摘錄文字
▼
自18日不幸辭世以來,他的學界同仁、學生及家人以各種方式弔唁,致以哀思。位於中山大學東北區331號的家中擺滿花圈。據治喪辦公室介紹,吳宏聰教授的遺體告別儀式將於今日舉行。
吳宏聰先生去世後,他將會被安葬在哪裡?昨日下午,吳老的二兒子吳嘉樂表示,父親將安葬在母親身邊,即廣州東郊的祥景陵園。
20多年前老伴去世時,吳老即決定和妻子合葬。吳嘉樂說,父親跟母親的感情深厚,母親去世20多年,他每年都去掃墓。
“面對死亡,父親看得很淡然。”吳嘉樂說,早在幾年前,父親就要學生把自己的銘文刻在母親的墓碑上。當時他的學生曾十分犯難,吳老卻始終泰然處之。
吳宏聰享年93歲,家人和學生認為,長壽與他豁達淡然的心態有關。中大中文系教授、古文字學家張振林,曾寫過一副對聯贈予吳宏聰:“從容瀟灑仁且志,知足常樂壽亦康。”
生前軼事
“國禮”贈徒孫以鼓勵後進
■為人
吳宏聰生前十分低調,他常掛在嘴邊的一句話是,“我只是一個教書匠,只是一個老師,沒有做什麼驚天動地的事。”
在學生們眼中,吳宏聰被評價為“中文系最大的凝聚力”,因為他空前絕後地當過22年中大中文系的系主任。他不僅僅是一位教授,他的人格思想也影響到學生。學術界的同仁、同事和學生們都稱他為“仁厚師長”、“赤誠的朋友”。“經師易求,人師難得。”追憶恩師,中山大學中文系教授金欽俊深情地說。
▲
所給資料
▼
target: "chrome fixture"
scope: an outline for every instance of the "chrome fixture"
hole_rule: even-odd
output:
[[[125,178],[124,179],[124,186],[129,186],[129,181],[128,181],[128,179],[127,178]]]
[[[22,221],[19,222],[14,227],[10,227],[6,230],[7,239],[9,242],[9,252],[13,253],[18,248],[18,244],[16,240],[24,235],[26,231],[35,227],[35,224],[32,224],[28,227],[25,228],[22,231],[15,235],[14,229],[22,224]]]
▲
問題與任務
a) 請將摘錄文字中自“自18日不幸辭世以來,他的學”起、至“分犯難,吳老卻始終泰然處之。”為止（兩端均包括在內）的部分逐字複製出來。
b) 將摘錄文字中以“在學生們眼中”開頭的段落改寫為條列形式，並保留其主要事實。
上述資料與摘錄文字各自獨立，彼此並無關聯。

任務解答
a)
自18日不幸辭世以來,他的學界同仁、學生及家人以各種方式弔唁,致以哀思。位於中山大學東北區331號的家中擺滿花圈。據治喪辦公室介紹,吳宏聰教授的遺體告別儀式將於今日舉行。
吳宏聰先生去世後,他將會被安葬在哪裡?昨日下午,吳老的二兒子吳嘉樂表示,父親將安葬在母親身邊,即廣州東郊的祥景陵園。
20多年前老伴去世時,吳老即決定和妻子合葬。吳嘉樂說,父親跟母親的感情深厚,母親去世20多年,他每年都去掃墓。
“面對死亡,父親看得很淡然。”吳嘉樂說,早在幾年前,父親就要學生把自己的銘文刻在母親的墓碑上。當時他的學生曾十分犯難,吳老卻始終泰然處之。

b)
- 吳宏聰空前絕後地擔任中大中文系系主任達22年，因此被學生評為“中文系最大的凝聚力”。
- 他不僅是一位教授，其人格思想亦影響學生。
- 學術界同仁、同事及學生稱他為“仁厚師長”、“赤誠的朋友”。
- 中山大學中文系教授金欽俊追憶恩師時說：“經師易求，人師難得。”